Reading passage
How time and technological progress make fools of all prognosticators! The 2014 EIA Outlook estimates that the U.S.'s technically recoverable oil resources are 238 billion barrels and natural gas resources are 2,266 tcf. Proved U.S. petroleum reserves have increased from their 2009 nadir of 19 billion barrels to over 30 billion barrels, and proved natural gas reserves are at 334 tcf now. In other words, estimates of technically recoverable U.S. resources of both oil and gas have nearly doubled in the past 15 years. Proved oil reserves have increased 50 percent, while proved gas reserves have also nearly doubled. Technically recoverable resources from shale and other tight rocks is now estimated to be 59 billion barrels of crude and 903 tcf of gas—a 30-fold and 18-fold increase, respectively, over the 2000 assessments.

Take the figure of 2,266 tcf of natural gas. Last year, Americans burned through 26 tcf of natural gas. At that rate, the estimated resource would last 87 years. Not the 100 years claimed by the president, but close enough for government work.

While EIA reserve and resource estimates have been trending steeply upward over the past decade and half, the agency tries to take into account uncertainties by sketching out scenarios to 2040 in which domestic oil and gas supplies are either 50 percent higher or lower than its reference case. Production of shale gas and oil is the key difference in the scenarios. In the high supply case, technically recoverable crude and gas plus proved reserves amount to 431 billion barrels and 3,683 tcf. Consequently, domestic oil production rises to 13 million barrels per day before 2035 and imports decline to near zero. Tight oil production peaks at 8.5 million barrels per day in 2035 compared to the reference case peak of 4.8 million barrels in 2021. Cumulative tight oil production reaches 75 billion barrels, up from 44 billion in the reference case.

Supplied data
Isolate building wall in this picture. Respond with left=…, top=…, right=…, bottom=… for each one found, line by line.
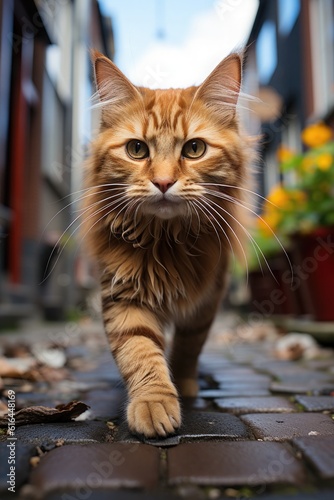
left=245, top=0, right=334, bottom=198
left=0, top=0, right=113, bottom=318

...

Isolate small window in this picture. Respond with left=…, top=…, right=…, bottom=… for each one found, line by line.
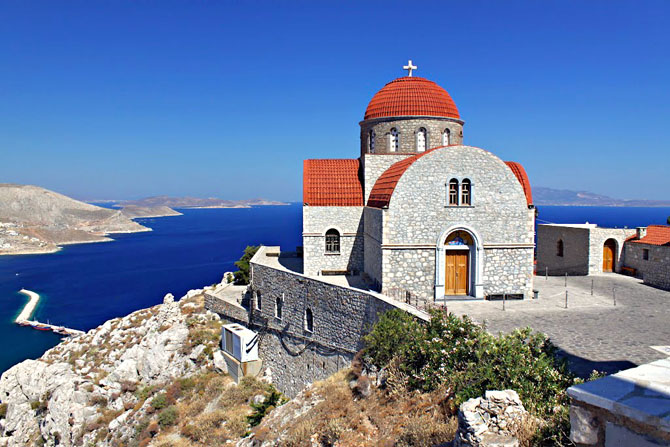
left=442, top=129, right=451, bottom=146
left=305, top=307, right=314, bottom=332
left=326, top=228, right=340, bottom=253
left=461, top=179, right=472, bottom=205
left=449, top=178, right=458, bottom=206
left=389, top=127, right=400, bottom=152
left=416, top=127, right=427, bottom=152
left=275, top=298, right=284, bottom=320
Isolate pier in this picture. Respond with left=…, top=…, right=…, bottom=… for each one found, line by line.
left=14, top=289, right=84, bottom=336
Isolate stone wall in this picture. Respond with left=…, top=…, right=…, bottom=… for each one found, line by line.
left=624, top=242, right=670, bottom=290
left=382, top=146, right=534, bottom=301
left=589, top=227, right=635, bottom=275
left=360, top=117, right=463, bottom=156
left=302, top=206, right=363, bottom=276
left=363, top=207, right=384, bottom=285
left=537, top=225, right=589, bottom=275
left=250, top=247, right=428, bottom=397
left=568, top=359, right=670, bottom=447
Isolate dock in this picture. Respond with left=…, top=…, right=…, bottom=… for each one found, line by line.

--

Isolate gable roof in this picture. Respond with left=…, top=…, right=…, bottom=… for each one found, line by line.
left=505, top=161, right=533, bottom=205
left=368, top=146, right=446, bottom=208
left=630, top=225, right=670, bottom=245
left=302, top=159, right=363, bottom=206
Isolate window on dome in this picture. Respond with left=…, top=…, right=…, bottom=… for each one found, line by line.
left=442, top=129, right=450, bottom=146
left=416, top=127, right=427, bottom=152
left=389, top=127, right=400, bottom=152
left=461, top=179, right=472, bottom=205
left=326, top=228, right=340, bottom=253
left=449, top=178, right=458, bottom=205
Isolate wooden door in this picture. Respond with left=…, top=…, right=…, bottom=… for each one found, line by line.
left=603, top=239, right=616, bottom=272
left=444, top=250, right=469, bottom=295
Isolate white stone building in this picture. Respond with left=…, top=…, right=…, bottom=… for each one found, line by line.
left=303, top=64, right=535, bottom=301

Problem
Rewrite the passage on U.S. oil and gas estimates between "How time and" and "the 2000 assessments.", inclusive, replacing "prognosticators" with "forecasters".

Complete answer
How time and technological progress make fools of all forecasters! The 2014 EIA Outlook estimates that the U.S.'s technically recoverable oil resources are 238 billion barrels and natural gas resources are 2,266 tcf. Proved U.S. petroleum reserves have increased from their 2009 nadir of 19 billion barrels to over 30 billion barrels, and proved natural gas reserves are at 334 tcf now. In other words, estimates of technically recoverable U.S. resources of both oil and gas have nearly doubled in the past 15 years. Proved oil reserves have increased 50 percent, while proved gas reserves have also nearly doubled. Technically recoverable resources from shale and other tight rocks is now estimated to be 59 billion barrels of crude and 903 tcf of gas—a 30-fold and 18-fold increase, respectively, over the 2000 assessments.